BEGIN
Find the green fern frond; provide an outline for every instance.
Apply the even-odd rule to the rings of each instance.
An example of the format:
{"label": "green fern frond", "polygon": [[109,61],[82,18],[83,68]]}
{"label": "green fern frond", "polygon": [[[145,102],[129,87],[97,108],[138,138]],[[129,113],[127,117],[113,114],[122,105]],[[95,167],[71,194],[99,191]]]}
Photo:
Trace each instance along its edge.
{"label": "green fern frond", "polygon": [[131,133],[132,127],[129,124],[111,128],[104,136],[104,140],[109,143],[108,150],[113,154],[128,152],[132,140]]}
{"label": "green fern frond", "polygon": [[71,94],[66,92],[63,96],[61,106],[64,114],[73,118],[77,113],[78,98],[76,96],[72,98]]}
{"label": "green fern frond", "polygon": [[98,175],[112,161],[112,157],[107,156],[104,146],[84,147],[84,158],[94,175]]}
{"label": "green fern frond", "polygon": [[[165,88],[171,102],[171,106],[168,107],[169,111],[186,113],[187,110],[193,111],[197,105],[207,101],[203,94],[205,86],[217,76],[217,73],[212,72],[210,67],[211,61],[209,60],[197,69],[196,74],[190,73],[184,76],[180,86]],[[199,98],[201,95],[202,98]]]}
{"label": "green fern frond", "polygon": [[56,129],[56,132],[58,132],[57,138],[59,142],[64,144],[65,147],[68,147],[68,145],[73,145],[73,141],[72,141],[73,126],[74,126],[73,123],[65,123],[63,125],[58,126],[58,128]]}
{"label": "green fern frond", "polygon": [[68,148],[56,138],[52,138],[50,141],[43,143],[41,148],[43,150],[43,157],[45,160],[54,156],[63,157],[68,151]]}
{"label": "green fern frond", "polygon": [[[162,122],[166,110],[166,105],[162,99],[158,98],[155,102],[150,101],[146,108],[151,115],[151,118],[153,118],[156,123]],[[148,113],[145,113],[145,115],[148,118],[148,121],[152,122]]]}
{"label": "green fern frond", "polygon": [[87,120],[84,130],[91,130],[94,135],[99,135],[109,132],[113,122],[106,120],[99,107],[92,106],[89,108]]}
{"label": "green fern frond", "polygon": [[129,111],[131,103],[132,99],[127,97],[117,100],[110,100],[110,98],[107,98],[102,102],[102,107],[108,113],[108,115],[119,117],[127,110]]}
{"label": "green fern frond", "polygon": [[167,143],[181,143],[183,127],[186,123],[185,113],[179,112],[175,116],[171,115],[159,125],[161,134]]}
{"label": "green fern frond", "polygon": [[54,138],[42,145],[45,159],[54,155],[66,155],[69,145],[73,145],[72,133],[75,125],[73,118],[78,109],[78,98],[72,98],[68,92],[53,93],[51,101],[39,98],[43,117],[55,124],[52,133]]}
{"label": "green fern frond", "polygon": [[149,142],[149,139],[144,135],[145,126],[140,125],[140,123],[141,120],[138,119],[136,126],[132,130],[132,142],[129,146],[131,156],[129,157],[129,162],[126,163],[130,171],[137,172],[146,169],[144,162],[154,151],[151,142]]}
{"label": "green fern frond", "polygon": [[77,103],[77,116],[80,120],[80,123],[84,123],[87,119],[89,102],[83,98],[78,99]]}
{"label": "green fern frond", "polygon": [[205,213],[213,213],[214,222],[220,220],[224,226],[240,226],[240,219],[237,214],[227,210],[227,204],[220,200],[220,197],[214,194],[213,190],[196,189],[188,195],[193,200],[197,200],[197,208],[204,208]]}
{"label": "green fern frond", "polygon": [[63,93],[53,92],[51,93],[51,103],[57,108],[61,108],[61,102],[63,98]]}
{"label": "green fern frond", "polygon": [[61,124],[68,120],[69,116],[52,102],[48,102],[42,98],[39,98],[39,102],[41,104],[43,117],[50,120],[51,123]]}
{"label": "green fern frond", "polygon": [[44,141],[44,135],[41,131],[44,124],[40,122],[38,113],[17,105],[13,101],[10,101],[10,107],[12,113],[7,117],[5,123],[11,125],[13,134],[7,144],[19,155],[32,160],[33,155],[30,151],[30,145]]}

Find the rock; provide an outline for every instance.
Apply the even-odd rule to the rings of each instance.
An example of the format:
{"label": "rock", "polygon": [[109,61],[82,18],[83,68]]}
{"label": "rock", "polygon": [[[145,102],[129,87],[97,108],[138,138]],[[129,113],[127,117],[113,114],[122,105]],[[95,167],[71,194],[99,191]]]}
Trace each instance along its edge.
END
The records above are to be repeated exactly, in their entirety.

» Task answer:
Find the green fern frond; provide an outline for every instance.
Apply the even-odd rule to the rings of each instance.
An example of the format:
{"label": "green fern frond", "polygon": [[109,61],[82,18],[83,68]]}
{"label": "green fern frond", "polygon": [[[145,102],[129,87],[97,108],[138,138]],[[129,113],[127,117],[113,114],[122,105]],[[95,167],[71,194],[99,191]]]}
Photo:
Trace each instance along its edge.
{"label": "green fern frond", "polygon": [[131,133],[132,127],[129,124],[111,128],[104,136],[104,140],[109,143],[108,150],[113,154],[128,152],[132,140]]}
{"label": "green fern frond", "polygon": [[71,94],[66,92],[63,96],[61,106],[64,114],[73,118],[77,113],[78,98],[76,96],[72,98]]}
{"label": "green fern frond", "polygon": [[98,175],[112,161],[112,157],[107,156],[104,146],[84,147],[84,158],[94,175]]}
{"label": "green fern frond", "polygon": [[[165,88],[171,102],[171,106],[168,107],[169,111],[186,113],[187,110],[193,111],[197,105],[207,101],[203,94],[205,86],[217,76],[217,73],[212,72],[210,67],[211,61],[209,60],[197,69],[196,74],[190,73],[184,76],[180,86]],[[199,98],[201,95],[202,98]]]}
{"label": "green fern frond", "polygon": [[56,129],[56,132],[58,132],[57,138],[59,142],[64,144],[65,147],[68,147],[68,145],[73,145],[73,141],[72,141],[73,126],[74,126],[73,123],[65,123],[63,125],[58,126],[58,128]]}
{"label": "green fern frond", "polygon": [[68,148],[56,138],[52,138],[50,141],[43,143],[41,148],[43,150],[43,157],[45,160],[54,156],[63,157],[68,151]]}
{"label": "green fern frond", "polygon": [[[162,122],[166,110],[166,105],[162,99],[158,98],[155,102],[150,101],[146,108],[151,115],[151,118],[153,118],[156,123]],[[148,113],[145,113],[145,115],[148,118],[148,121],[152,122]]]}
{"label": "green fern frond", "polygon": [[87,120],[84,130],[91,130],[94,135],[99,135],[109,132],[113,122],[106,120],[99,107],[92,106],[89,108]]}
{"label": "green fern frond", "polygon": [[129,111],[131,103],[132,99],[127,97],[117,100],[110,100],[110,98],[107,98],[102,102],[102,107],[108,113],[108,115],[119,117],[127,110]]}
{"label": "green fern frond", "polygon": [[167,143],[181,143],[183,127],[186,123],[185,113],[179,112],[175,116],[171,115],[159,125],[161,134]]}
{"label": "green fern frond", "polygon": [[54,138],[42,145],[45,159],[54,155],[66,155],[69,145],[73,145],[72,133],[75,125],[73,118],[78,109],[78,98],[72,98],[68,92],[53,93],[51,101],[39,98],[43,117],[55,124],[52,133]]}
{"label": "green fern frond", "polygon": [[149,142],[149,139],[144,135],[145,126],[140,125],[140,123],[141,120],[138,119],[136,126],[132,130],[132,142],[129,146],[131,156],[129,157],[129,162],[126,163],[130,171],[137,172],[146,169],[144,162],[154,151],[151,142]]}
{"label": "green fern frond", "polygon": [[77,103],[77,116],[80,120],[80,123],[84,123],[87,119],[89,102],[83,98],[78,99]]}
{"label": "green fern frond", "polygon": [[205,213],[213,213],[214,222],[220,220],[224,226],[240,226],[240,219],[237,214],[227,210],[227,204],[220,200],[220,197],[214,194],[213,190],[196,189],[188,195],[193,200],[197,200],[197,208],[204,208]]}
{"label": "green fern frond", "polygon": [[63,93],[53,92],[51,93],[51,103],[57,108],[61,108],[61,102],[63,98]]}
{"label": "green fern frond", "polygon": [[61,124],[68,120],[69,116],[52,102],[48,102],[42,98],[39,98],[39,102],[41,104],[43,117],[50,120],[51,123]]}
{"label": "green fern frond", "polygon": [[44,141],[44,135],[41,131],[44,124],[40,122],[38,113],[17,105],[13,101],[10,101],[10,107],[12,113],[7,117],[5,123],[11,125],[13,134],[7,144],[19,155],[32,160],[33,155],[30,151],[30,145]]}

Find the rock; provide an outline for every instance.
Apply the even-odd rule to the rings of each instance.
An example of the format:
{"label": "rock", "polygon": [[109,61],[82,18],[83,68]]}
{"label": "rock", "polygon": [[[145,102],[129,87],[97,108],[138,138]],[[129,113],[127,117],[113,114],[122,105]],[[95,167],[71,194],[99,191]]]}
Trace each instance along its edge.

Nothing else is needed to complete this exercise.